§ Task details
Write the next part of the abstract on detecting B-type natriuretic peptide in human serum with flexible biosensors, starting after its final sentence.

Paper BI-TuP11
Detection of B-type Natriuretic Peptide in Human Serum Based on Flexible Biosensors and Data Analysis Methodology

Tuesday, October 23, 2018, 6:30 pm, Room Hall B

The demand on using biosensor during clinical diagnosis to detect the heart failure (HF) becomes increasing at market. B-type natriuretic peptide (BNP), as we know, is a hormone in response to stretching resulting from increased ventricular blood volume. The detection of BNP plays an important role in HF and various diagnosing cardiovascular diseases. Hence, it is important to alarm abnormal BNP levels and to monitor BNP changes appropriate to the diagnostic ranges for an HF event. In particular, BNP levels in human blood range from < 100 ng/l for normal humans to 101 ~ 1000 ng/l for HF patients. Finding BNP level will help the physician make decisions on whether the patient should be admitted to hospital or discharged.

We present a simple, high yield, low-cost and label-free method based on a two-dimensional (2-D) flexible polyaniline (PANI) biosensor along with ultra-sensitivity and specificity for biomarker detection. The 2-D PANI film which was chemically synthesized in a facile and controllable way had high surface-to-volume (S/V) ratios and showed good semiconducting properties. In order to prepare our biosensor, first, we performed surface modification using 1-ethyl-3-(3-dimethyaminopropyl) carbodiimide (EDC), and N-hydroxysuccinimde (NHS) to fix the monoclonal antibodies onto the 2-D PANI film. Second, the 2-D PANI film was treated by using non-target protein like bovine serum albumin (BSA) to block the free sites on the surface and further avoid getting noise signals. After that, our label-free biosensor for the detection of BNP is ready for the test. The detection of BNP in real human blood becomes complicated by the precipitation of red blood cells which will bind with the BNP antibody and block them to get the position of BNP antibody near biosensor surface. Instead, serum samples from patients with heart failure, obtained directly from the University of Pittsburgh Medical Center (UPMC) after separating the red blood cells from the whole blood by centrifugation, were tested.

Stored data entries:
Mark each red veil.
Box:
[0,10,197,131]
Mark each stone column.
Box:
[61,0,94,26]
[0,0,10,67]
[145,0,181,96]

§ Exercise output
In this work, we did the mixed blind test with two healthy samples (healthy sample) and two patient samples (with high BNP concentration). In addition, we used various approaches including electrical analysis, standard deviation method, principle component analysis (PCA), quadratic discriminant analysis (QDA) and linear discriminant analysis (LDA) to successfully identify these blind samples, which could be used to determine whether the patient has HF or not.